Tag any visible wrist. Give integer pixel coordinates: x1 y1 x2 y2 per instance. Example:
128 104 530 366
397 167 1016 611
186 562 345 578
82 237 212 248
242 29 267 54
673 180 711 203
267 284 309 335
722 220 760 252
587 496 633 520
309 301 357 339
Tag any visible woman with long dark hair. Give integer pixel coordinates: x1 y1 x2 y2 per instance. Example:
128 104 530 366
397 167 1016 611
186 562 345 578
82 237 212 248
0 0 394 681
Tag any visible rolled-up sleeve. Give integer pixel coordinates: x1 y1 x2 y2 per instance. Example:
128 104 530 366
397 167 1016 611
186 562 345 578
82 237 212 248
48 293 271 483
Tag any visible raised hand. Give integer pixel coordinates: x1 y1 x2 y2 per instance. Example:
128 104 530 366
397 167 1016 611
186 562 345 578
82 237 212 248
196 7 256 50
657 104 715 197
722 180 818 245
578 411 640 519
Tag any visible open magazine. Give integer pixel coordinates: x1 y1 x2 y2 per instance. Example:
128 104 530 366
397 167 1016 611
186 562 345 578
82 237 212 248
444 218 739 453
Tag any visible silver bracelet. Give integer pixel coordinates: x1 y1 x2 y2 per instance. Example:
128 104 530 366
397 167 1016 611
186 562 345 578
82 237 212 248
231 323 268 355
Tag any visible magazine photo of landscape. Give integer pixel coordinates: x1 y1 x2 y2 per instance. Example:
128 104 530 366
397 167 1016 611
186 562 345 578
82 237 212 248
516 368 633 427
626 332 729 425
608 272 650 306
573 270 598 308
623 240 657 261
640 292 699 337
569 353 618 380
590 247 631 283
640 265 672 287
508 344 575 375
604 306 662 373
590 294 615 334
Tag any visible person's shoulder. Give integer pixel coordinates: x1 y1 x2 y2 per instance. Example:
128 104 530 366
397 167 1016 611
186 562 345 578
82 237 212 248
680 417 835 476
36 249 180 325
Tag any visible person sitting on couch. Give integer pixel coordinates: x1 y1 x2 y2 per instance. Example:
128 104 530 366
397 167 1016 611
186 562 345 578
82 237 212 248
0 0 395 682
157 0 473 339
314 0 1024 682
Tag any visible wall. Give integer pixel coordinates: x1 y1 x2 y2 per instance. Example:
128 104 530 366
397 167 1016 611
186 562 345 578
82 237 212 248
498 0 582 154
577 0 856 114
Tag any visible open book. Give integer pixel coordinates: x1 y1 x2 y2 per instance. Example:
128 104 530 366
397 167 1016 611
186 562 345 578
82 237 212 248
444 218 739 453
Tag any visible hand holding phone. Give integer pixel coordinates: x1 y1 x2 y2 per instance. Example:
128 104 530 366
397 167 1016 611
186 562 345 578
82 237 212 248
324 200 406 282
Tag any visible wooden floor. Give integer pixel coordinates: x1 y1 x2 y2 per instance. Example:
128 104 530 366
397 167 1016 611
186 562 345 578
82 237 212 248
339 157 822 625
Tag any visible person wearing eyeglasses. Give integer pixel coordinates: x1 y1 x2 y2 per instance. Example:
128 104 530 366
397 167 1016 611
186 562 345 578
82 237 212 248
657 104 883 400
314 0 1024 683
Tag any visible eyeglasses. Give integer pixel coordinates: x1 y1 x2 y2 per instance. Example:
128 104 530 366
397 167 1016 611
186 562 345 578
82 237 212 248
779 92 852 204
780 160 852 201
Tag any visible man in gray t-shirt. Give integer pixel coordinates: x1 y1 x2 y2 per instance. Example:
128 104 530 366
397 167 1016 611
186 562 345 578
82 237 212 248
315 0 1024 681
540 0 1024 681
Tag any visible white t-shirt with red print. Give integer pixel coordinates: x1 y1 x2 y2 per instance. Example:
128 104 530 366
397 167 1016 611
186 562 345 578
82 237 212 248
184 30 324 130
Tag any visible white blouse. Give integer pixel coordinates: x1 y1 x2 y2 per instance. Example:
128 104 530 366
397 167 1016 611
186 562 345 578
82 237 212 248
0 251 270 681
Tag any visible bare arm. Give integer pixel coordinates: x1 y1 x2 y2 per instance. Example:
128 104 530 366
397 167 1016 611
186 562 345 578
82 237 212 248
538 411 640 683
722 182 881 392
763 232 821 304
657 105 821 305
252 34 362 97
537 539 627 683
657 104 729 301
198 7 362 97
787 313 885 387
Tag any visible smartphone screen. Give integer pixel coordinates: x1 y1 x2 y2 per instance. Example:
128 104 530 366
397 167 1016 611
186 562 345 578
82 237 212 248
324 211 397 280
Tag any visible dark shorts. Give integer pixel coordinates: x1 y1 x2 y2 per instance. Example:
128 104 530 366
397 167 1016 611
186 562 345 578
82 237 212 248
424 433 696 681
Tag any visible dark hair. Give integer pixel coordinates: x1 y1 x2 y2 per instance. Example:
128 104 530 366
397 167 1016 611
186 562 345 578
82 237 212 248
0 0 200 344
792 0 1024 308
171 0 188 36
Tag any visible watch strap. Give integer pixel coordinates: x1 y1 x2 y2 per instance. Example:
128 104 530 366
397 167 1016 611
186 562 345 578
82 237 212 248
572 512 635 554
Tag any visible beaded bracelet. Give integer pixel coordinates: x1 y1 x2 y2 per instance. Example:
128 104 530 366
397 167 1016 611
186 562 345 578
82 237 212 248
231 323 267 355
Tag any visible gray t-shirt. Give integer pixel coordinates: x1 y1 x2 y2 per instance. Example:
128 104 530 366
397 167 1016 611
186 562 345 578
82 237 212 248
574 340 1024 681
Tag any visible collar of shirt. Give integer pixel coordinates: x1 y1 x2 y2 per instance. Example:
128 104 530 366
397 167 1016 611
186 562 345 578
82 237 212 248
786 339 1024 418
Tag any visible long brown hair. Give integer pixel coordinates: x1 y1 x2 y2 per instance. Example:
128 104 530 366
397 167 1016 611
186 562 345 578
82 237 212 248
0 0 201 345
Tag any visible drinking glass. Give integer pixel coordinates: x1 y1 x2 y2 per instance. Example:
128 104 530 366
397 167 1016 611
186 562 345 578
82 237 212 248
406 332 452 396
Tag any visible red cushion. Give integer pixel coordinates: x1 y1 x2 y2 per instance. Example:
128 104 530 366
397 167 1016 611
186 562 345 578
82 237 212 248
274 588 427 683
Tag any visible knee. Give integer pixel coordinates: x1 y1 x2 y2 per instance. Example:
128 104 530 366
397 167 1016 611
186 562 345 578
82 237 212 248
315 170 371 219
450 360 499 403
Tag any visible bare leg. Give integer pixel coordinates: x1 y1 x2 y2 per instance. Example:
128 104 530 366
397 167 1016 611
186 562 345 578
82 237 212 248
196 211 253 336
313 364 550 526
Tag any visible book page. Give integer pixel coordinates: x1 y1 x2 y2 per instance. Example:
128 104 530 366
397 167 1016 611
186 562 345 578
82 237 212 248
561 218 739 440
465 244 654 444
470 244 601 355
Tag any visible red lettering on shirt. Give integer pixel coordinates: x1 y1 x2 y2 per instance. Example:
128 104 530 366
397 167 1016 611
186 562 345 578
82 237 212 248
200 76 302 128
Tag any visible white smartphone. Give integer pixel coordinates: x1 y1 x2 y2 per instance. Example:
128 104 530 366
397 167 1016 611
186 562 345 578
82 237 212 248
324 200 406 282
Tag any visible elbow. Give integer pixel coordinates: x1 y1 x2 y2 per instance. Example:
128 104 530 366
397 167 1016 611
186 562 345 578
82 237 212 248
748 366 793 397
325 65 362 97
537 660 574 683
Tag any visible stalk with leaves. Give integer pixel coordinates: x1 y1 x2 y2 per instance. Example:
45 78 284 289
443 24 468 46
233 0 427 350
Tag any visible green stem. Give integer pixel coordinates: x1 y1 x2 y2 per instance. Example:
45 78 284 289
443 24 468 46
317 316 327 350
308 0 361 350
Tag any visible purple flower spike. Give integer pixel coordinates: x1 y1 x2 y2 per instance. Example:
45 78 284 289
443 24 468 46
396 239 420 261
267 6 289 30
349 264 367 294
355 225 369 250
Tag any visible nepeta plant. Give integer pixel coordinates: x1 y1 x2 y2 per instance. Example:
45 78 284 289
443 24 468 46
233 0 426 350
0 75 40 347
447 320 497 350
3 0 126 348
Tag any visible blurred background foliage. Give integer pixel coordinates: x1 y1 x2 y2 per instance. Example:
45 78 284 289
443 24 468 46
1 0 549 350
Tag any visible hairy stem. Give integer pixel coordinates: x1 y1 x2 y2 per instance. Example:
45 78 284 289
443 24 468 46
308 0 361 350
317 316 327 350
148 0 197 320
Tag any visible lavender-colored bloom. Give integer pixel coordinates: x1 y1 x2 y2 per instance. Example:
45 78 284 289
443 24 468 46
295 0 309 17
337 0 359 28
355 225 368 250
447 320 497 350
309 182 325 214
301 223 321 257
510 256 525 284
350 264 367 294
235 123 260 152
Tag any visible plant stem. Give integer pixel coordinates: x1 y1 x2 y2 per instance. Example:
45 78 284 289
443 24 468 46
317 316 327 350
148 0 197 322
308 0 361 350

◆ YOUR TASK
Please rewrite the listing from the line containing "Tag any visible eyeglasses." up to and including the line containing "780 160 852 201" as a numbered list, leaving out any blank lines.

◆ SOLUTION TO THE PROBLEM
1. Tag any visible eyeglasses. Give integer pixel coordinates: x1 y1 x2 y2 per instance. Example:
2. 128 104 530 366
3. 397 167 1016 611
4. 186 562 345 578
5. 82 237 212 248
6. 779 92 852 204
7. 780 160 852 201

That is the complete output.